▸ Goal of the exercise
How many lines in the listing below contain the string "lyre"? Case matters. Reply with the number alone.

=-=-=

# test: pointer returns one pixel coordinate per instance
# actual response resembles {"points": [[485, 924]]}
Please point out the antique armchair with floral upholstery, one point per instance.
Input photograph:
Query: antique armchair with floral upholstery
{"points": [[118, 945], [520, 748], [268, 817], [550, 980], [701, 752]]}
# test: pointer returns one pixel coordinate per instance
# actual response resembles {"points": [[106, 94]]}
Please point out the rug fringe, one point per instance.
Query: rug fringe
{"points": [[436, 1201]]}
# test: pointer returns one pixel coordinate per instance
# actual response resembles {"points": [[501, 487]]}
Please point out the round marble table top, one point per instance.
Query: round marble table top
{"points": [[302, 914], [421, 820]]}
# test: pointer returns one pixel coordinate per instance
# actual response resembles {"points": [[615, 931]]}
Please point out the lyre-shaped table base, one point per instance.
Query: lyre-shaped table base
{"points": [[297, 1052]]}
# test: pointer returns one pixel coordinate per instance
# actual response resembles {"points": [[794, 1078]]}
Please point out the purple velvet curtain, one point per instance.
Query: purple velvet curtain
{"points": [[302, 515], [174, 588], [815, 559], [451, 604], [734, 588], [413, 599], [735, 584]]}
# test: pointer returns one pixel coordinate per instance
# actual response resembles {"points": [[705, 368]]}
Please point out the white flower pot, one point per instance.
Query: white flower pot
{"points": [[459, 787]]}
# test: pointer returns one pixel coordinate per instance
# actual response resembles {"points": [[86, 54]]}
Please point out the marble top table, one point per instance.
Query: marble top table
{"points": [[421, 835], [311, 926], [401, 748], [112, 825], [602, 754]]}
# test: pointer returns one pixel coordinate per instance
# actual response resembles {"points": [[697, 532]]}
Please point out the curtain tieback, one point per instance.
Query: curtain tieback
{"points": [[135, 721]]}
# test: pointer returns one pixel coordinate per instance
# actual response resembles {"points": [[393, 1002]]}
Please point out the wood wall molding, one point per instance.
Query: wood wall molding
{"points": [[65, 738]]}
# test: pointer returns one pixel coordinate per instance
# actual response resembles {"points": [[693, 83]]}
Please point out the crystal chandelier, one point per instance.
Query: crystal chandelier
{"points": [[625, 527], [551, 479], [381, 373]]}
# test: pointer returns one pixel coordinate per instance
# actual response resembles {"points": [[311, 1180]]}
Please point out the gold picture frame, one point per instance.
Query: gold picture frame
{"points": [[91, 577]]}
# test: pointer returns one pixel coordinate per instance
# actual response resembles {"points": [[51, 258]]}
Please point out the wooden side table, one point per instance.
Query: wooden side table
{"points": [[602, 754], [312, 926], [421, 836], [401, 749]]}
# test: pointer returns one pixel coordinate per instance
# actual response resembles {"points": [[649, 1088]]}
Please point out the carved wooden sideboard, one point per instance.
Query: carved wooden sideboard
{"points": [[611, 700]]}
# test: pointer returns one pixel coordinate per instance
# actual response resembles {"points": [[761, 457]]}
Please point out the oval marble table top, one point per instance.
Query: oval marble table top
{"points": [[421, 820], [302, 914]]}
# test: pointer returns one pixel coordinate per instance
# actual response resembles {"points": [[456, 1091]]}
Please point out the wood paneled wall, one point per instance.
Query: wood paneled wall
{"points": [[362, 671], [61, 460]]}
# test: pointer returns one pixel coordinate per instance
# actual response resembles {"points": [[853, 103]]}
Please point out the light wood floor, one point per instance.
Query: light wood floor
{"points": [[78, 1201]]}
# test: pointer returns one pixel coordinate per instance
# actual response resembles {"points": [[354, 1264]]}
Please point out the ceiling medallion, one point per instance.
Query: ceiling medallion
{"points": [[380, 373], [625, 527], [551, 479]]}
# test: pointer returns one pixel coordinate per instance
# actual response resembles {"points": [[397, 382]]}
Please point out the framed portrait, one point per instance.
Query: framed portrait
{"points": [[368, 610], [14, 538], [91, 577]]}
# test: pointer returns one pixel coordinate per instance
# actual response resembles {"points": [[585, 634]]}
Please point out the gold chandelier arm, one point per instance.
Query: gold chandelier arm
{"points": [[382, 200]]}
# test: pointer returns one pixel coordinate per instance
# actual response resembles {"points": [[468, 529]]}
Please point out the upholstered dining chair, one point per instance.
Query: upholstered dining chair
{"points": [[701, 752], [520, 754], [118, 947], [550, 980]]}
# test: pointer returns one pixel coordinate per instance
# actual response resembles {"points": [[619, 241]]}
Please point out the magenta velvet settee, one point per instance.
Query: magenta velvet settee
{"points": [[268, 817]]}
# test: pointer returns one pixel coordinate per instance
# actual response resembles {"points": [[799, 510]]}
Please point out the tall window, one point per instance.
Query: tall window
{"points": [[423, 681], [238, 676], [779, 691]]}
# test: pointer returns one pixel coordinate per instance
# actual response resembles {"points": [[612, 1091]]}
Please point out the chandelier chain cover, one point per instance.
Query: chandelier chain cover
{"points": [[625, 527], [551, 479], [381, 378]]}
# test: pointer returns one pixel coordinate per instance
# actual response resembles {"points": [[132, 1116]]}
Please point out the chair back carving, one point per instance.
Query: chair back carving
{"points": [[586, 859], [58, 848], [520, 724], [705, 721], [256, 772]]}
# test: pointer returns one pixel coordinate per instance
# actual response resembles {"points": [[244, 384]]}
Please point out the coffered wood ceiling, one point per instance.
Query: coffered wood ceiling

=-=-=

▸ Answer to the exercise
2